Exercise tasks
A - In the DIY canister filter post, what kind of drill bit was used to drill the lid of the food container?
B - Resume the DIY canister filter post after its final sentence.

# DIY canister filter



## niko (Jan 28, 2004)

Look here.

The filter has no bio media yet. I believe the picture explains the general idea. Here are some details:

The lid of the plastic food container has been drilled with a 1/2" bit meant for wood.

The barbs have male threading on one end and are fastened to the lid with threaded PVS coupling cut in half. The seal is provided by an o-ring on one side of this connection.

The water is being sucked by the powerhead and discharged at the bottom of the filter through a "standpipe". That is just a 1/2" PVC pipe that has a slanted cut on one bottom and an o-ring on top (glued to a white PVC coupling). When the lid is closed the coupling that holds the barb in place meets and compresses the o-ring of the standpipe forming a seal. Cushion for that seal is also provided by the sponge on the bottom.

I did make a prototype that had the powerhead inside the canister but priming was somewhat painfull so I decided to go the easy way. The extra barb that you see on the picture plugged with a white cap was used for the powerhead cable.

Provided records
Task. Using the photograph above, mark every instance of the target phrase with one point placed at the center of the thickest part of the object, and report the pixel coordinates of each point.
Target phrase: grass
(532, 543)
* * *
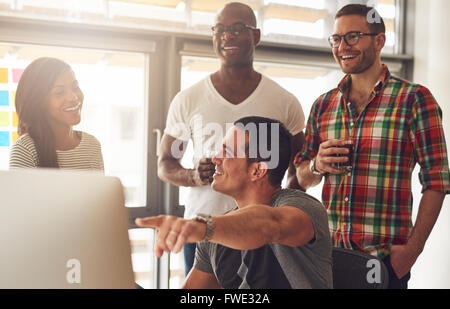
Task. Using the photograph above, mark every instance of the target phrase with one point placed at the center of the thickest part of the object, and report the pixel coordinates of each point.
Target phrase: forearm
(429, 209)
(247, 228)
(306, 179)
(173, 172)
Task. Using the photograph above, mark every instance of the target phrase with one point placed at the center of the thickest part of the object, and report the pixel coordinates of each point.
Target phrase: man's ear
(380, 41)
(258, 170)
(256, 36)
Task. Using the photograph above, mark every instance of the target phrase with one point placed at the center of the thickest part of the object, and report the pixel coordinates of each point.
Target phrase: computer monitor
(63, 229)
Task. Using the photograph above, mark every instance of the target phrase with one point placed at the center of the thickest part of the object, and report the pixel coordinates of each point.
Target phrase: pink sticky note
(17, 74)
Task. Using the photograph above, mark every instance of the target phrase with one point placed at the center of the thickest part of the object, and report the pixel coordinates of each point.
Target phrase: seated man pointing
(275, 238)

Responses by task
A - A 1/2" bit meant for wood.

B -
The blue hoses are taken from a lawnsprinkler system and greatly simplify the connection to the tank because they don't kink.

--Nikolay


----------



## pineapple (May 4, 2004)

I like it.

On pictures I've seen of the older Eheim filters, the motor was placed outside the canister. ADA filters look very similar too, with the motor outside the filtration chamber. I'd love to see you get rid of the power head from the aquarium and place it outside the drum. Where there's a will there's a way!

This photo is from Daniel Larrson's blog/gallery:








Link to image: http://194.236.255.117/defblog/picture/1301.html

General gallery link:
http://194.236.255.117/defblog/gallery.html

There are several other photos of a DIY cannister filter too.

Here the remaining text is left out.